*TEXT EXTRACT*:
The Unity Party was a small multiculturist party in Australia, formed in 1997 and primarily active in the state of New South Wales. It was formed with the aim of opposing the rise of the controversial anti-immigration politician Pauline Hanson. Although initially billed as a party to unite Australians of all ethnicities against racism, Unity failed to draw significant support outside Australia's East Asian ethnic communities. After the demise of Pauline Hanson as a political force (prior to her return to politics in the late 2010s), Unity shifted focus onto ethnic community affairs at a local government level.

History

Formation
Unity attracted much attention when it was founded in 1997, with Peter Wong, Mary Kalantzis, Bill Cope and Jason Yat-Sen Li among those involved in its creation.

*Rows from a pointing dataset*:

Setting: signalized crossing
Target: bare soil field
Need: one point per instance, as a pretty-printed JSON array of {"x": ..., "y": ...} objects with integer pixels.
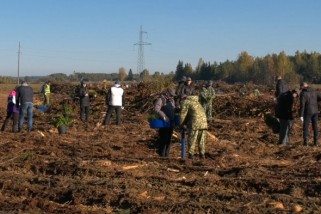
[{"x": 116, "y": 169}]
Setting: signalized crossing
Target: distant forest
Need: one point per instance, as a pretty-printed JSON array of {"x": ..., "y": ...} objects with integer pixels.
[{"x": 302, "y": 66}]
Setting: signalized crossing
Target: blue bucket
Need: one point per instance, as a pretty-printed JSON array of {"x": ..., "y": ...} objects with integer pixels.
[
  {"x": 158, "y": 123},
  {"x": 177, "y": 119},
  {"x": 42, "y": 108}
]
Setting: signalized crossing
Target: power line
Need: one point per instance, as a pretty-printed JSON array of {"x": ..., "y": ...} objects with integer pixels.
[{"x": 140, "y": 58}]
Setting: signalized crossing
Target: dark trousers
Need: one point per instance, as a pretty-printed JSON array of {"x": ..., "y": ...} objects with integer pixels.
[
  {"x": 285, "y": 131},
  {"x": 110, "y": 110},
  {"x": 306, "y": 122},
  {"x": 15, "y": 117},
  {"x": 165, "y": 137},
  {"x": 84, "y": 111}
]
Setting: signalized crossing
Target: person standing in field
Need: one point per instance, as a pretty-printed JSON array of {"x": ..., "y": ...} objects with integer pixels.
[
  {"x": 193, "y": 115},
  {"x": 164, "y": 106},
  {"x": 207, "y": 95},
  {"x": 84, "y": 101},
  {"x": 285, "y": 113},
  {"x": 25, "y": 103},
  {"x": 179, "y": 89},
  {"x": 45, "y": 90},
  {"x": 12, "y": 111},
  {"x": 309, "y": 99},
  {"x": 281, "y": 86},
  {"x": 116, "y": 101}
]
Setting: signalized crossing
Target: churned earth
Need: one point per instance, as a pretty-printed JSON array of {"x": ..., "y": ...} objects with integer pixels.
[{"x": 115, "y": 169}]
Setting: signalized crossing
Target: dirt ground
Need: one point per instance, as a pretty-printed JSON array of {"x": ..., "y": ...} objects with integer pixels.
[{"x": 115, "y": 169}]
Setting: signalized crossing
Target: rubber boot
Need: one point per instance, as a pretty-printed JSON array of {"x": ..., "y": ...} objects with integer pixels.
[
  {"x": 316, "y": 143},
  {"x": 305, "y": 142}
]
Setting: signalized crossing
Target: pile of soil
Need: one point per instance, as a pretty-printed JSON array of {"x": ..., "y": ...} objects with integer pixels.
[{"x": 116, "y": 169}]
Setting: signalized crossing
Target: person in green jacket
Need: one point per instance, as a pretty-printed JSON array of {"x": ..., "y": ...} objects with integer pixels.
[{"x": 193, "y": 115}]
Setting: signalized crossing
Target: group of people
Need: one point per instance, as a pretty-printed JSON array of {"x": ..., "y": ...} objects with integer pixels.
[
  {"x": 195, "y": 111},
  {"x": 21, "y": 103},
  {"x": 308, "y": 111}
]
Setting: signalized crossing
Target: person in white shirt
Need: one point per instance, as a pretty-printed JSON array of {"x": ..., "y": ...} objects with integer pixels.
[{"x": 115, "y": 101}]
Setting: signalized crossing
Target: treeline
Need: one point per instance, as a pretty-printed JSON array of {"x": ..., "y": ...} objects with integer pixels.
[{"x": 302, "y": 66}]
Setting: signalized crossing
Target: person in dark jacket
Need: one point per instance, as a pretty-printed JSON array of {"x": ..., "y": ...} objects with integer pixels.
[
  {"x": 285, "y": 114},
  {"x": 179, "y": 89},
  {"x": 281, "y": 86},
  {"x": 116, "y": 101},
  {"x": 84, "y": 101},
  {"x": 25, "y": 103},
  {"x": 12, "y": 111},
  {"x": 164, "y": 106},
  {"x": 309, "y": 112}
]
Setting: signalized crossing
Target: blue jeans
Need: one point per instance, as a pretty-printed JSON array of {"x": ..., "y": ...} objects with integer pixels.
[
  {"x": 285, "y": 130},
  {"x": 26, "y": 107},
  {"x": 307, "y": 120}
]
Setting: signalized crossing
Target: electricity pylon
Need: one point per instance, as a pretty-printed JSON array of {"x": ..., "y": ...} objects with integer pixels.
[{"x": 140, "y": 58}]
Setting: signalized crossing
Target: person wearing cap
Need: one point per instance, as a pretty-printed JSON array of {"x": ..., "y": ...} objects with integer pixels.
[
  {"x": 164, "y": 106},
  {"x": 115, "y": 100},
  {"x": 187, "y": 90},
  {"x": 207, "y": 95},
  {"x": 284, "y": 112},
  {"x": 179, "y": 89},
  {"x": 12, "y": 111},
  {"x": 84, "y": 101},
  {"x": 281, "y": 86},
  {"x": 46, "y": 92},
  {"x": 25, "y": 102},
  {"x": 193, "y": 116},
  {"x": 309, "y": 99}
]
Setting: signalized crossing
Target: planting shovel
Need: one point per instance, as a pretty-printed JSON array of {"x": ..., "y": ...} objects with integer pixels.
[{"x": 183, "y": 144}]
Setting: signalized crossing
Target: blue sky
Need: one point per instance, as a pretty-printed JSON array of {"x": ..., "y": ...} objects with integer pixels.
[{"x": 60, "y": 36}]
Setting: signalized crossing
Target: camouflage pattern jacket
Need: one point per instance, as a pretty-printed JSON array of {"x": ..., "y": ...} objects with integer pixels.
[{"x": 193, "y": 113}]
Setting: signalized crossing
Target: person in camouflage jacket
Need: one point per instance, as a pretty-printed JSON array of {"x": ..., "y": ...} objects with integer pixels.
[
  {"x": 206, "y": 98},
  {"x": 193, "y": 115}
]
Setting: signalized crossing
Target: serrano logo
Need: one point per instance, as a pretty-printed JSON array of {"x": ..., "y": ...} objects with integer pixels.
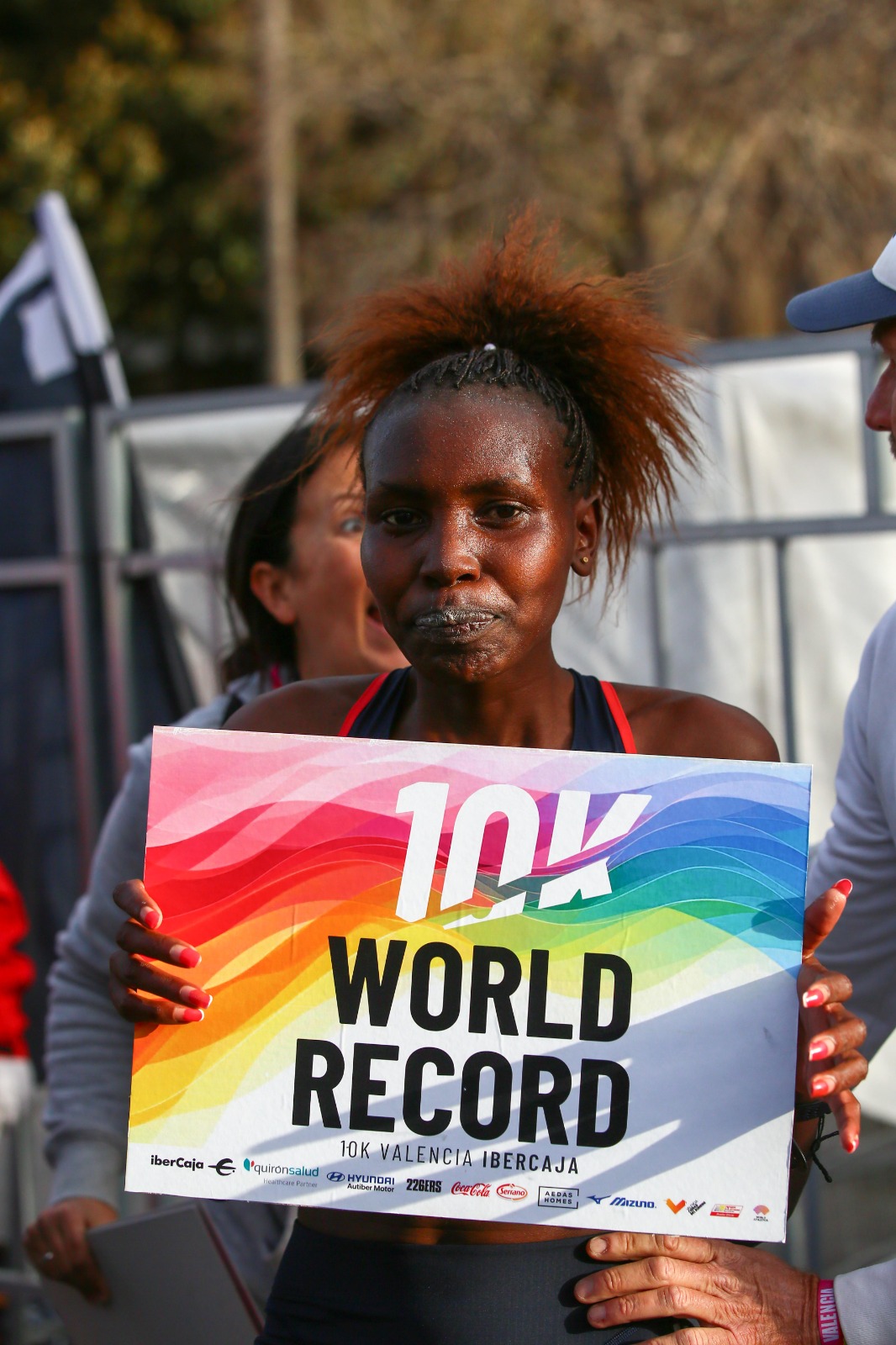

*SET EXERCISE A*:
Reproduce the Unity Party text between "The Unity Party" and "in its creation.", inclusive.
*SET EXERCISE B*:
Please state whether each statement agrees with the Unity Party text, answering yes or no and quoting the deciding words: (i) The party was formed in 1997. (ii) The party drew significant support from all of Australia's ethnic communities. (iii) Mary Kalantzis was among those involved in creating the party.

*COMPLETE OUTPUT A*:
The Unity Party was a small multiculturist party in Australia, formed in 1997 and primarily active in the state of New South Wales. It was formed with the aim of opposing the rise of the controversial anti-immigration politician Pauline Hanson. Although initially billed as a party to unite Australians of all ethnicities against racism, Unity failed to draw significant support outside Australia's East Asian ethnic communities. After the demise of Pauline Hanson as a political force (prior to her return to politics in the late 2010s), Unity shifted focus onto ethnic community affairs at a local government level.

History

Formation
Unity attracted much attention when it was founded in 1997, with Peter Wong, Mary Kalantzis, Bill Cope and Jason Yat-Sen Li among those involved in its creation.

*COMPLETE OUTPUT B*:
(i) Yes: "formed in 1997"
(ii) No: "Unity failed to draw significant support outside Australia's East Asian ethnic communities"
(iii) Yes: "with Peter Wong, Mary Kalantzis, Bill Cope and Jason Yat-Sen Li among those involved in its creation"